:: TEXT PASSAGE ::

Certain preferred embodiments of the present invention will be described below in greater detail with reference to the accompanying drawings. Referring now to FIG. 1, there is shown a knit slide fastener according to a first embodiment of the present invention.

The knit slide fastener (hereinafter simply referred to as "fastener") is knit on a warp-knit machine of the general type having a single needle bed. A ground structure of a warp-knit fastener tape 1 of the fastener except an element-supporting portion 2 extending along one longitudinal edge of the fastener tape 1 is composed of a plurality of threads 14 knit as chain stitches having a pattern of 1-0/0-1, as shown in FIG. 4(C), a plurality of threads 15 knit as tricot stitches having a pattern of 1-2/1-0, as shown in FIG. 4(D), and a plurality of laid-in weft threads 16 laid in a zigzag pattern of 0-0/4-4 and each extending across four adjacent wales 3, as shown in FIG. 4(E). The laid-in weft threads 16 may be replaced by single laid-in weft thread extending zigzag in every course across all the wales 3 of the fastener tape 1. Two adjacent ones of the wales 3 which extend along the longitudinal edge portion of the fastener tape 1 form the element-supporting portion 2 to which a row of continuous helically coiled coupling elements 5 is attached. The row of coiled coupling elements 5 is formed by reciprocating a monofilament crosswise in every other course 4 across the element-supporting portion 2. The row of coiled coupling elements 5 is knit into the element-supporting portion 2 as the fastener tape 1 is knit. Upper legs 6 of the respective coupling elements 5 are restrained by two threads 10 which are knit as binding chain stitches having a pattern of 1-0/0-1, as shown in FIG. 4(A), and extend along aforesaid two wales 3 of the element-supporting portion 2.

FIGS. 1 and 2 diagrammatically show the condition in the row of coiled coupling elements 5 is attached. In these figures, for better understanding, the tricot stitch threads 15 of the ground structure are omitted, the laid-in weft threads 16 are each illustrated by a single solid line, and each of the knitting threads is shown as being composed of a thin thread and forming a succession of loose stitches. Actually, the knitting thread is composed of either a thick thread or a thin thread which is selected properly in view of various functions as required in a knit slide fastener, and the stitches of the knitting threads are fine and each formed tightly. The same may be said of a second embodiment shown in FIGS. 5 and 6.

:::

■ WHAT THIS EXERCISE ASKS ■
- a) Answer these from the slide fastener text, one line each:
(i) On what general type of warp-knit machine is the fastener knit?
(ii) What pattern do the tricot stitch threads 15 follow?
(iii) Which threads of the ground structure are left out of FIGS. 1 and 2?
- b) Summarize the slide fastener text in two sentences.
- c) Print the slide fastener text between "FIGS. 1 and" and "FIGS. 5 and 6.", inclusive.
Nothing in the material is needed for any of the tasks.

:: DATA LINES ::

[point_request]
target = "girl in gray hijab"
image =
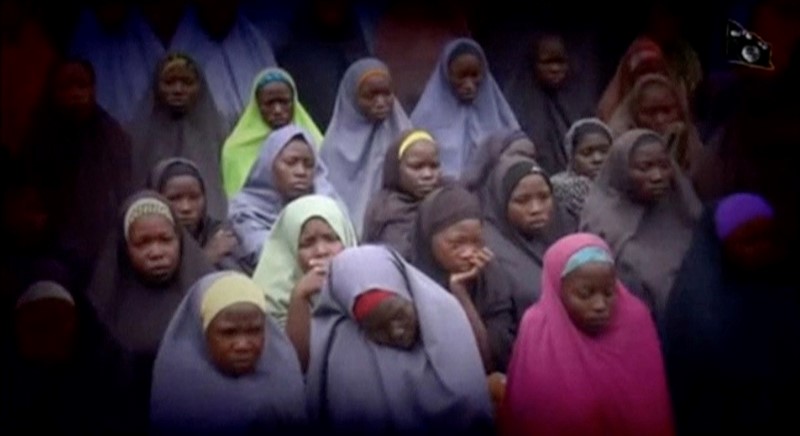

:::

■ ANSWERS PROVIDED ■
- a)
(i) A warp-knit machine having a single needle bed.
(ii) A pattern of 1-2/1-0.
(iii) The tricot stitch threads 15.

- b) The knit slide fastener is made on a single-needle-bed warp-knit machine, with a tape whose ground structure uses chain stitch threads, tricot stitch threads and laid-in weft threads, and whose element-supporting portion along one edge holds a row of helically coiled coupling elements knit in as the tape is knit and restrained by two binding chain stitch threads. FIGS. 1 and 2 show this attachment in simplified form, omitting the tricot stitch threads and drawing loose, thin stitches, while the actual threads are thick or thin as required and are knit in fine, tight stitches.

- c)
FIGS. 1 and 2 diagrammatically show the condition in the row of coiled coupling elements 5 is attached. In these figures, for better understanding, the tricot stitch threads 15 of the ground structure are omitted, the laid-in weft threads 16 are each illustrated by a single solid line, and each of the knitting threads is shown as being composed of a thin thread and forming a succession of loose stitches. Actually, the knitting thread is composed of either a thick thread or a thin thread which is selected properly in view of various functions as required in a knit slide fastener, and the stitches of the knitting threads are fine and each formed tightly. The same may be said of a second embodiment shown in FIGS. 5 and 6.